Task objective – Pictures do not belong in your copy. Repeat all the other data exactly.

═════ Exercise inputs

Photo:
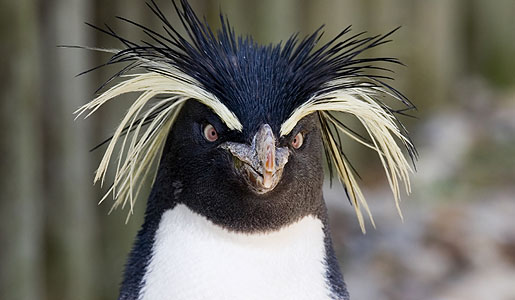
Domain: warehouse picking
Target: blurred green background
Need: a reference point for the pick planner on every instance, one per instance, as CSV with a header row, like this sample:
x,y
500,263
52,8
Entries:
x,y
458,237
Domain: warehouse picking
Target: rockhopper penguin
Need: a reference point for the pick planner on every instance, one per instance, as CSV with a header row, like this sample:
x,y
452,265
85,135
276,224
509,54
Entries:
x,y
238,132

══════════

Solution to this task –
Photo:
Domain: warehouse picking
Target: blurred green background
Need: a reference point for the pick planner on every instance, one per instance, as CSV with a header row, like this sample:
x,y
500,263
52,8
Entries:
x,y
458,237
Domain: warehouse picking
Target: rockhopper penguin
Need: a reference point for the pick planner on every instance, one per instance, as CSV with a header row, like this sample:
x,y
452,265
85,135
276,224
509,54
Entries:
x,y
238,132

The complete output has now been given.